_Problem to work on_
Reproduce the data below in full and exclude every picture.

Dataset excerpts on object pointing:
——————

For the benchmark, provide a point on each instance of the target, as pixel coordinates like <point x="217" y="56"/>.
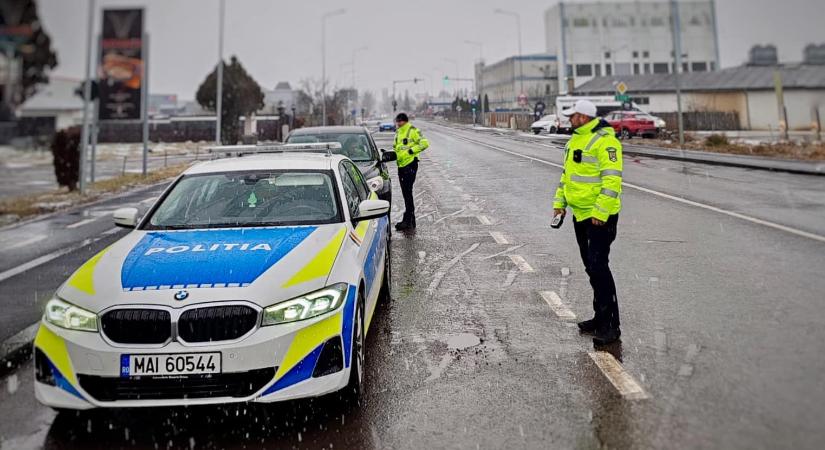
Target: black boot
<point x="588" y="326"/>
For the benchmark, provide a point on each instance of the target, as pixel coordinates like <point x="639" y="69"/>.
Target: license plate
<point x="170" y="364"/>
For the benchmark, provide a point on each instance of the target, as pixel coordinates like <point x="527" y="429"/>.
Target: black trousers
<point x="594" y="246"/>
<point x="406" y="177"/>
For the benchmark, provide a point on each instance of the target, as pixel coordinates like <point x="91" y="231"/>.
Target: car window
<point x="350" y="192"/>
<point x="248" y="199"/>
<point x="358" y="179"/>
<point x="355" y="146"/>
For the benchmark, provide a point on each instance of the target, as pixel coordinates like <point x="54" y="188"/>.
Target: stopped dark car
<point x="358" y="145"/>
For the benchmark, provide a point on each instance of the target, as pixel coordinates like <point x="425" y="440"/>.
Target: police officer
<point x="409" y="143"/>
<point x="591" y="185"/>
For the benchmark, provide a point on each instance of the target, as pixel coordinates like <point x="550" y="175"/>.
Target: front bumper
<point x="80" y="370"/>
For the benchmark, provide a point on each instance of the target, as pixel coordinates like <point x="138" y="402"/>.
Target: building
<point x="593" y="39"/>
<point x="503" y="82"/>
<point x="747" y="90"/>
<point x="282" y="96"/>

——————

_Complete answer_
For the benchmark, provide a point on each instance of the target, as pixel coordinates like <point x="217" y="56"/>.
Target: black boot
<point x="588" y="326"/>
For the benchmark, provide a point on each instance of the target, as pixel coordinates like <point x="639" y="69"/>.
Target: license plate
<point x="170" y="364"/>
For the benchmark, provide a point on each instance of the target, as pixel coordinates like <point x="527" y="429"/>.
Target: black trousers
<point x="594" y="246"/>
<point x="406" y="177"/>
For the benchmark, provide a point on each instance of the target, as pixel coordinates like <point x="91" y="231"/>.
Target: car window
<point x="350" y="192"/>
<point x="248" y="199"/>
<point x="358" y="179"/>
<point x="355" y="146"/>
For the benchmark, provide a point on each instance of the target, as pixel coordinates like <point x="54" y="188"/>.
Target: stopped dark car
<point x="358" y="145"/>
For the benchmark, provide a point on each instance of the target, as pixel coordinates like <point x="425" y="440"/>.
Target: police officer
<point x="409" y="143"/>
<point x="591" y="185"/>
For the benchmark, provide a point on each instance of the target, as pixel coordinates like <point x="550" y="175"/>.
Target: front bumper
<point x="80" y="370"/>
For the benchmark, provide a point on each instance of the target, as pixel coordinates like <point x="138" y="402"/>.
Target: building
<point x="593" y="39"/>
<point x="503" y="82"/>
<point x="747" y="90"/>
<point x="282" y="96"/>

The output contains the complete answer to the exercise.